*Task*
Nothing but the pictures gets dropped; retype every entry exactly.
The input START
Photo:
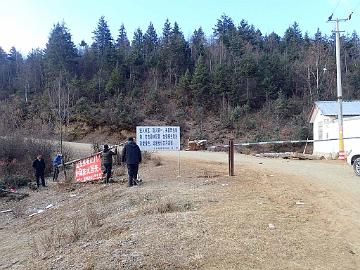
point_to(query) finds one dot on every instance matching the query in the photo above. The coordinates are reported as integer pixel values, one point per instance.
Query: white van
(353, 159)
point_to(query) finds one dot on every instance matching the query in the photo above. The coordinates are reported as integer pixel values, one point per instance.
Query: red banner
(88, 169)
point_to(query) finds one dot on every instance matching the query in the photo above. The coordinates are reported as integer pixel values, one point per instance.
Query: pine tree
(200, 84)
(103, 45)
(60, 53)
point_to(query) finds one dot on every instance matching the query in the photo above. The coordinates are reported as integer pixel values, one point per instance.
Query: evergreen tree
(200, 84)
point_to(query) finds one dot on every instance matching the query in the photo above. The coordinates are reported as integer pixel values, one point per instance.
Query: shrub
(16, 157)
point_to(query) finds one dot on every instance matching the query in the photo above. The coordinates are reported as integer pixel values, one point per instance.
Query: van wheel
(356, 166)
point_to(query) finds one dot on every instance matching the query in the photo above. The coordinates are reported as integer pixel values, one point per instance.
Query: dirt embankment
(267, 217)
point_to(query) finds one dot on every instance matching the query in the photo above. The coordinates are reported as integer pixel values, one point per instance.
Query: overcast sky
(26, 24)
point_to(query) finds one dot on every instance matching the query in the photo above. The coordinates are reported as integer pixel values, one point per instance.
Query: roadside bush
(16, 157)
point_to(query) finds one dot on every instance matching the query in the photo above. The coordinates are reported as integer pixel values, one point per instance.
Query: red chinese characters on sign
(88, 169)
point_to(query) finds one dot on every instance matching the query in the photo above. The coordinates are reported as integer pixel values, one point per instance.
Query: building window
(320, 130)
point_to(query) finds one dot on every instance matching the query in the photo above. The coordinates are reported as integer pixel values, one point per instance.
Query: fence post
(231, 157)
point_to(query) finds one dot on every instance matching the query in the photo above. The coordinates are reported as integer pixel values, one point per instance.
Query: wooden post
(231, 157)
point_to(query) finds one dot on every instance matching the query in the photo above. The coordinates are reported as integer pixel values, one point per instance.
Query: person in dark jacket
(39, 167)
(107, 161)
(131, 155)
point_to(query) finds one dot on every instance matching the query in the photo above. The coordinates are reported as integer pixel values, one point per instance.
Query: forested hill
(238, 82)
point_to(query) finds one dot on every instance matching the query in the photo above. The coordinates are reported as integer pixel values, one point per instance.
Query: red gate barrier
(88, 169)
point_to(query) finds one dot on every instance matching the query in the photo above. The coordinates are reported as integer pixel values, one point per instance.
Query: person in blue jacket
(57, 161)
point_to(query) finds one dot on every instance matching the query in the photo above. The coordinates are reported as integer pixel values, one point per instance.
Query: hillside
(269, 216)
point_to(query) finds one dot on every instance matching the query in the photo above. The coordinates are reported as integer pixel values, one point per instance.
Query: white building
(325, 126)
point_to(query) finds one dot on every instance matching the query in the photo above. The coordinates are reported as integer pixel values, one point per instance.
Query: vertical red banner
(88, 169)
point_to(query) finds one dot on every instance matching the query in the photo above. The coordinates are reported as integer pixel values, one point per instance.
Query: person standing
The input END
*Result for this exercise*
Photo:
point_to(query) finds one dot on every instance matching the query in the photo above. The coordinates are reported as integer pixel values, one point per instance.
Query: white van
(353, 159)
point_to(query) finds one dot on every instance matching the query in the photo above. The coordinates are reported as integer pixel values, one point per instance.
Query: red banner
(88, 169)
point_to(query) finds one dot on every instance matching the query in the photo above. The coordinates are reported as integer pixel values, one point per instance.
Query: pine tree
(200, 84)
(103, 45)
(60, 53)
point_to(query) finds one dot on every instance matching the query in the photo above. The coordinates are reported as integer pixel values, one point per instance.
Query: evergreen tree
(200, 84)
point_to(query) finds one dot on every instance matching the query in the photo above. The coordinates are reported as integer pixel values, one point per instance.
Query: shrub
(16, 157)
point_to(query) finds one dot on every instance matching the query in the photo above. The coordinates are reported as integer pixel values, one point per instance.
Query: van wheel
(356, 166)
point_to(query) finds one dot on every instance matching the query in the photo above. The coordinates are reported as integer pixel values, one point per instance.
Query: dirt embankment
(267, 217)
point_to(query) finds one dot on every instance matching the query in the photo above. The coordinates are reported as integer pixel values, one point per instance.
Query: overcast sky
(26, 24)
point_to(query) finds one dot on every instance matching the query in the photo above. The coordinates are reported as integer pixel values, one point per instance.
Query: roadside bush
(16, 157)
point_to(query) finds one dot on every instance matching the query in the photo above. The coordinates are reported as integer pixel values, one point per instance.
Query: red chinese characters on sign
(88, 169)
point_to(query) finds one dot on every instance matching the query in the photo above. The coordinates are reported as integer pixel values, one point per instance.
Query: building window
(320, 130)
point_to(query) finds one dot on every instance matching the query in the photo above. The coordinates are reported as integer pixel values, one point per instance.
Query: fence post
(231, 157)
point_to(query) finds one dot on every instance matching the query in the photo above. The coordinates are reported as integer pixel values, one point per instance.
Query: wooden post
(231, 157)
point_to(query) finds one dot on every instance matching the query in the photo above. The coordinates are reported as integer pixel values, one point per instance.
Query: person in dark jacket
(39, 167)
(107, 161)
(131, 155)
point_to(query) finds one dot on every instance matching the query in the photo above. The coordinates are reported as integer pixel values, one point per instance.
Query: forested hill
(238, 82)
point_to(query) finds one dot on every instance matching the query in the photo above. The coordinates are reported as integer pixel values, one point per instance.
Query: red gate barrier
(88, 169)
point_to(query) finds one dot on every instance matching the query in the photo above. The coordinates are reported as integer pixel values, one point per instance.
Query: person in blue jacket
(57, 161)
point_to(query) finds one dot on every instance matching the query in the photo above. The coordinates are reported as integer pixel values, one point per instance.
Query: hillside
(269, 216)
point_to(query) finds one dot on every instance matching the query in the photo above. The coordinates are reported as integer pixel values, one point per instance.
Query: white building
(325, 126)
point_to(query) finds one dot on every instance matching the query in the photo above. The coordinates are reported as integer pixel values, one point per instance.
Query: vertical red banner
(88, 169)
point_to(query) finds one dot on every instance matching the query in the photo above. The coordinates are reported as integer pixel values, one point per instance.
Query: person standing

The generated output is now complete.